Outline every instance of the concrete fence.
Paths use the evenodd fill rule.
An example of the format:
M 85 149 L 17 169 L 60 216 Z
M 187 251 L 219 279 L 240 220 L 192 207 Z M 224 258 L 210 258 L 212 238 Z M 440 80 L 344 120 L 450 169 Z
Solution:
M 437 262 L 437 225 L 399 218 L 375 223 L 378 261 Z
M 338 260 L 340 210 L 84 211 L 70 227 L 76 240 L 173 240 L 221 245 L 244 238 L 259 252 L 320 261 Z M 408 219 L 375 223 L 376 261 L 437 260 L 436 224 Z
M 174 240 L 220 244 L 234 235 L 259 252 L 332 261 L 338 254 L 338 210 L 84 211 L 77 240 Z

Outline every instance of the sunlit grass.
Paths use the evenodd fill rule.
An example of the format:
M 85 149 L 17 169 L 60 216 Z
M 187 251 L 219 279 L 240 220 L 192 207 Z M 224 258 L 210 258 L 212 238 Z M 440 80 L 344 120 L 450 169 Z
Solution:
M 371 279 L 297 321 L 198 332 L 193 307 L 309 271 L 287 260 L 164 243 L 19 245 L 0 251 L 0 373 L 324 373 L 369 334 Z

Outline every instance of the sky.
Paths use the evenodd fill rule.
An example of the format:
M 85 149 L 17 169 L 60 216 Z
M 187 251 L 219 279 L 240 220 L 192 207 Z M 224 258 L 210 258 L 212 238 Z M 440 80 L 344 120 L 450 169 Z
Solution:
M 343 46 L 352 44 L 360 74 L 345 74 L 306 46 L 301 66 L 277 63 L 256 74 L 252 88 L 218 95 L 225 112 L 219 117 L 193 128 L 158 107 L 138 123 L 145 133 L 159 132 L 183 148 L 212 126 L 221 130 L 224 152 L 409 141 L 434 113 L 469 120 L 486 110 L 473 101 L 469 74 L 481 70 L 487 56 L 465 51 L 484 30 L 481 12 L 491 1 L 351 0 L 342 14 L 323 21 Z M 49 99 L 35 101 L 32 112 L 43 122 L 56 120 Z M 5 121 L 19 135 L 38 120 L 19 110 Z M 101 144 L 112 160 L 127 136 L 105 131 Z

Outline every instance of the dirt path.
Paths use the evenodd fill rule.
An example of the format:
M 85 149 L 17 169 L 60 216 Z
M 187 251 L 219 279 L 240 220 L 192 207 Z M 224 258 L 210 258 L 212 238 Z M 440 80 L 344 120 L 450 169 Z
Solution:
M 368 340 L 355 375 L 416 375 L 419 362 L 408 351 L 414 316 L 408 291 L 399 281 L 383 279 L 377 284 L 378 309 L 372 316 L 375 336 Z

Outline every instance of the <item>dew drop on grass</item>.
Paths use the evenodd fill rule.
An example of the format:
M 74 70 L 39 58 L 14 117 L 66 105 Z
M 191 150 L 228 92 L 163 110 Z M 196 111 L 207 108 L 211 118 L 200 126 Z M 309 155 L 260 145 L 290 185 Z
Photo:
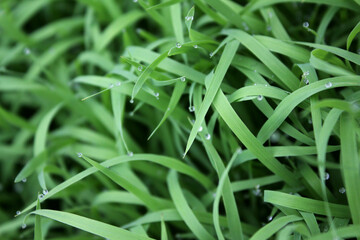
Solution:
M 137 3 L 137 2 L 138 2 L 138 0 L 133 0 L 133 2 L 134 2 L 134 3 Z
M 43 200 L 44 199 L 44 194 L 40 193 L 38 198 L 39 198 L 39 200 Z
M 329 180 L 329 178 L 330 178 L 330 174 L 326 172 L 326 173 L 325 173 L 325 177 L 324 177 L 325 181 L 326 181 L 326 180 Z
M 129 157 L 132 157 L 132 156 L 134 156 L 134 153 L 133 152 L 128 152 L 128 154 L 127 154 Z
M 31 50 L 29 48 L 25 48 L 24 49 L 24 54 L 25 55 L 30 55 L 31 54 Z
M 26 178 L 23 178 L 21 181 L 22 181 L 23 183 L 26 183 L 27 179 L 26 179 Z
M 209 53 L 209 56 L 212 58 L 214 56 L 214 53 L 213 52 Z
M 255 186 L 255 189 L 253 190 L 253 194 L 258 197 L 261 196 L 261 189 L 259 184 Z
M 134 103 L 134 99 L 130 99 L 130 103 L 133 104 L 133 103 Z
M 304 28 L 308 28 L 308 27 L 309 27 L 309 22 L 304 22 L 304 23 L 303 23 L 303 27 L 304 27 Z
M 266 27 L 266 30 L 267 30 L 268 32 L 271 32 L 271 30 L 272 30 L 271 26 L 267 26 L 267 27 Z
M 309 85 L 309 79 L 304 78 L 304 83 L 305 83 L 306 85 Z
M 205 135 L 205 139 L 206 139 L 206 140 L 210 140 L 210 139 L 211 139 L 211 135 L 210 135 L 209 133 L 206 134 L 206 135 Z
M 16 215 L 20 215 L 21 212 L 19 210 L 16 211 Z
M 25 228 L 26 228 L 26 224 L 23 223 L 23 224 L 21 225 L 21 228 L 22 228 L 22 229 L 25 229 Z
M 185 17 L 185 20 L 186 21 L 192 21 L 192 20 L 194 20 L 194 17 L 193 16 L 187 16 L 187 17 Z
M 118 87 L 121 85 L 121 82 L 117 82 L 115 85 Z
M 159 100 L 159 95 L 160 94 L 158 92 L 154 93 L 154 96 L 156 97 L 157 100 Z
M 203 127 L 200 126 L 199 129 L 198 129 L 198 132 L 202 132 L 202 130 L 203 130 Z
M 259 101 L 261 101 L 261 100 L 263 100 L 263 96 L 262 95 L 259 95 L 258 97 L 257 97 L 257 100 L 259 100 Z
M 181 48 L 181 44 L 179 42 L 176 43 L 177 48 Z
M 339 193 L 344 194 L 346 192 L 344 187 L 339 188 Z
M 141 72 L 143 70 L 143 67 L 142 66 L 139 66 L 138 67 L 138 71 Z
M 331 88 L 331 87 L 332 87 L 332 83 L 331 83 L 331 82 L 325 83 L 325 88 Z
M 113 87 L 114 87 L 114 84 L 110 83 L 109 88 L 113 88 Z
M 83 156 L 83 154 L 82 154 L 81 152 L 78 152 L 78 153 L 77 153 L 77 156 L 78 156 L 79 158 L 81 158 L 81 157 Z
M 49 193 L 49 191 L 48 191 L 47 189 L 44 189 L 44 190 L 43 190 L 43 194 L 44 194 L 44 195 L 46 195 L 46 194 L 48 194 L 48 193 Z
M 182 82 L 185 82 L 186 78 L 185 78 L 185 77 L 181 77 L 180 80 L 181 80 Z
M 194 45 L 194 48 L 198 48 L 199 46 L 198 45 Z
M 189 107 L 189 112 L 195 112 L 195 106 L 190 106 Z
M 270 136 L 270 141 L 272 143 L 278 143 L 280 140 L 280 133 L 279 132 L 274 132 L 271 136 Z
M 269 222 L 271 222 L 271 220 L 273 220 L 273 216 L 268 216 L 268 217 L 267 217 L 267 220 L 268 220 Z

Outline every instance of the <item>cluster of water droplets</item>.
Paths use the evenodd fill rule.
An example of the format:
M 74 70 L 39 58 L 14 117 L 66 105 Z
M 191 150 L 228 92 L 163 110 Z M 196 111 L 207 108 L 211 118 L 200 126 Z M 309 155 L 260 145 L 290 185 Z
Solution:
M 261 101 L 261 100 L 263 100 L 263 99 L 264 99 L 264 96 L 263 96 L 263 95 L 257 96 L 257 100 Z
M 129 157 L 132 157 L 132 156 L 134 156 L 134 153 L 133 153 L 133 152 L 128 152 L 127 155 L 128 155 Z
M 143 70 L 143 67 L 140 65 L 138 66 L 138 71 L 141 72 Z
M 40 193 L 39 196 L 38 196 L 39 200 L 43 200 L 45 195 L 47 195 L 48 193 L 49 193 L 49 191 L 47 189 L 44 189 L 42 191 L 42 193 Z
M 189 112 L 195 112 L 195 106 L 190 106 L 189 107 Z
M 176 48 L 181 48 L 181 43 L 179 43 L 179 42 L 177 42 L 176 44 L 175 44 L 175 46 L 176 46 Z
M 180 81 L 185 82 L 185 81 L 186 81 L 186 77 L 181 77 L 181 78 L 180 78 Z
M 303 27 L 304 28 L 309 28 L 309 25 L 310 25 L 309 22 L 303 22 Z
M 159 100 L 160 94 L 158 92 L 154 93 L 154 96 L 156 97 L 157 100 Z
M 211 139 L 211 135 L 209 133 L 205 134 L 205 139 L 206 140 L 210 140 Z
M 304 72 L 302 75 L 302 78 L 304 79 L 304 83 L 306 85 L 309 85 L 310 82 L 309 82 L 309 79 L 307 78 L 307 76 L 309 76 L 309 71 Z
M 31 50 L 29 48 L 24 48 L 24 54 L 25 55 L 30 55 L 31 54 Z
M 81 158 L 81 157 L 83 156 L 83 154 L 82 154 L 81 152 L 78 152 L 78 153 L 77 153 L 77 156 L 78 156 L 79 158 Z

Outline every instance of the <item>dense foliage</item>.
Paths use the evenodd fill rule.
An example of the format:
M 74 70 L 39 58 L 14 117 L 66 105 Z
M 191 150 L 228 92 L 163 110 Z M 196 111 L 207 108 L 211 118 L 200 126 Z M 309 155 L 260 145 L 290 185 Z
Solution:
M 0 239 L 360 238 L 359 31 L 359 0 L 1 0 Z

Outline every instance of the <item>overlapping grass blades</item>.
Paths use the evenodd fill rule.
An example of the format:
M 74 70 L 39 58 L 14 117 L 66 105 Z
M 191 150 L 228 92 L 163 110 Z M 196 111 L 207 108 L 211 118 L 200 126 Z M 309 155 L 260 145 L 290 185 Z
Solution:
M 359 12 L 3 0 L 0 239 L 360 239 Z

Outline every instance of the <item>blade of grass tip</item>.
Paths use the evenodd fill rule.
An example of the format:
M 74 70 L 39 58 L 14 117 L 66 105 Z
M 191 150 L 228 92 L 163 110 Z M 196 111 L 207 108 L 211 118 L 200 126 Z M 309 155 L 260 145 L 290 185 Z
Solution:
—————
» **Try it**:
Across the entries above, find the lines with the string "item" and copy them.

» **Written solution**:
Outline every instance of the <item>dew drop on grass</item>.
Outline every instance of the <item>cluster of water droplets</item>.
Outline every instance of the <item>dense foliage</item>.
Outline every instance of the <item>overlapping grass blades</item>.
Outline every instance of the <item>blade of grass tip</item>.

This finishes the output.